--- Directions ---
In the entries that follow, identify the line containing "TARGET = mud hut wall" and return it together with all later lines, exactly as they appear.

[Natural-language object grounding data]
= = =

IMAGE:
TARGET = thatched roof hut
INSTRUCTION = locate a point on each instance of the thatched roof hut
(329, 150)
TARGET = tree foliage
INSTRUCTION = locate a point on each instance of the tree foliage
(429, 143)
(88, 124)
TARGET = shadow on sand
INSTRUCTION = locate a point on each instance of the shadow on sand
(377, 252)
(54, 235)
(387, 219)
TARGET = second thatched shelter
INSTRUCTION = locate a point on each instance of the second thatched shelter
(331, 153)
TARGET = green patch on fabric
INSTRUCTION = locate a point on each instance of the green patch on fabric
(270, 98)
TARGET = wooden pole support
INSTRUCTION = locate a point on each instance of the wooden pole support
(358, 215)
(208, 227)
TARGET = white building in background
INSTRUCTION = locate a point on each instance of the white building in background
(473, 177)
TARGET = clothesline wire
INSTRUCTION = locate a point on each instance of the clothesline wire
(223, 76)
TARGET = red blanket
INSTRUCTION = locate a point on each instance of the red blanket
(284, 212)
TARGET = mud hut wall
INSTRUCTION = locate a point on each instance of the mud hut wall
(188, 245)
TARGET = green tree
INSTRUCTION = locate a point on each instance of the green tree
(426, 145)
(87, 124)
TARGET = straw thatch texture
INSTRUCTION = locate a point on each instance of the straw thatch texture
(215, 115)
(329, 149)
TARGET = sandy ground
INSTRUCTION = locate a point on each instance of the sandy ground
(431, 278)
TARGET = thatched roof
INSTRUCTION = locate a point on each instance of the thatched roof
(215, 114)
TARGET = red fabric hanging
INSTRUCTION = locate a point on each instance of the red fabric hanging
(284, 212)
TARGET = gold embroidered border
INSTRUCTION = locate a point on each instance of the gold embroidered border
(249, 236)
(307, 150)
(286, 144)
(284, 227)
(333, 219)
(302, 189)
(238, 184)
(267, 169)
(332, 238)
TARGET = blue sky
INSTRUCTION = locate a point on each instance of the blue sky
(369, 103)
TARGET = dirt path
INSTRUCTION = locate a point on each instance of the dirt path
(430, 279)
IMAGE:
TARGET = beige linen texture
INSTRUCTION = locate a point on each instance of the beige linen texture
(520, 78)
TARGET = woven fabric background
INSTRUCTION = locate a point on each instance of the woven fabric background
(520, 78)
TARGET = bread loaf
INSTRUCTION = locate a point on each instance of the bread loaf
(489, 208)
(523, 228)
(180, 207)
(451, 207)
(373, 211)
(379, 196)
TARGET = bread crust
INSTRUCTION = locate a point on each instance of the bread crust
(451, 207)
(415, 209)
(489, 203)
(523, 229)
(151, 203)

= = =

--- Answer area ---
TARGET = mud hut wall
INSTRUCTION = locate a point on each instance of the mud hut wall
(188, 245)
TARGET = green tree
INSTRUCTION = locate a point on each instance of the green tree
(426, 145)
(87, 124)
TARGET = straw thatch texture
INSTRUCTION = locate a point on each instance of the straw thatch texture
(215, 115)
(329, 149)
TARGET = sandy ground
INSTRUCTION = locate a point on each instance of the sandy ground
(431, 278)
TARGET = thatched roof
INSTRUCTION = locate a point on each instance of the thatched roof
(215, 114)
TARGET = red fabric hanging
INSTRUCTION = locate a point on each instance of the red fabric hanging
(284, 212)
TARGET = gold embroidered border
INSTRUCTION = locate a point on each instance of the gold embroidered border
(249, 236)
(307, 150)
(286, 144)
(284, 227)
(333, 219)
(302, 189)
(238, 184)
(267, 169)
(332, 238)
TARGET = blue sky
INSTRUCTION = locate a point on each instance of the blue sky
(369, 103)
TARGET = dirt path
INSTRUCTION = locate a point on each instance of the dirt path
(430, 279)
IMAGE:
TARGET = beige linen texture
INSTRUCTION = locate a point on each instance of the beige linen texture
(520, 78)
TARGET = woven fabric background
INSTRUCTION = locate a point on each instance of the woven fabric background
(520, 78)
TARGET = bread loaf
INSTRUCTION = locate a point on each instance of the bread loaf
(489, 208)
(523, 228)
(180, 207)
(451, 207)
(373, 211)
(379, 196)
TARGET = bread crust
INSTRUCTION = locate a point on each instance of the bread crust
(451, 207)
(415, 209)
(489, 203)
(523, 229)
(151, 203)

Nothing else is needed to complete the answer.